▶ **The task**
Copy out the entries below precisely; nothing is to be omitted.

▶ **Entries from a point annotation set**
┏━━
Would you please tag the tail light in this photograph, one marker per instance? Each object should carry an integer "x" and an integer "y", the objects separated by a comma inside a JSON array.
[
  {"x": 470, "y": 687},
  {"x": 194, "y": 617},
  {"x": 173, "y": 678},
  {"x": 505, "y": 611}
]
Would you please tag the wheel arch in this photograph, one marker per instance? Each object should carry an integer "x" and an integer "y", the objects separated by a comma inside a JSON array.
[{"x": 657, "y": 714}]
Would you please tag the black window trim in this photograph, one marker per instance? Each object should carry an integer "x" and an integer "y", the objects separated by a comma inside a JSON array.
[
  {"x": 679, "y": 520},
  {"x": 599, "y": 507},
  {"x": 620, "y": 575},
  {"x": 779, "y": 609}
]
┗━━
▶ **Response for this exercise**
Would you please tag the tail light in this photograph, one marker per instance? Each object should carry an integer "x" and an integer "y", the objects separated by a comma inside a JSON array.
[
  {"x": 470, "y": 687},
  {"x": 194, "y": 617},
  {"x": 173, "y": 678},
  {"x": 505, "y": 611}
]
Would you please tag the wheel arch in this photograph, one marker per instance? Each object should carry an integer "x" and an integer "y", the objects separated by a comma inside a JSON array.
[{"x": 657, "y": 714}]
Would you please tag the black window trim in this photograph, one marker per instance? Each object should carry an integer "x" and an integer "y", the objects separated by a comma inside a JSON array.
[
  {"x": 679, "y": 520},
  {"x": 599, "y": 507},
  {"x": 620, "y": 575},
  {"x": 779, "y": 609}
]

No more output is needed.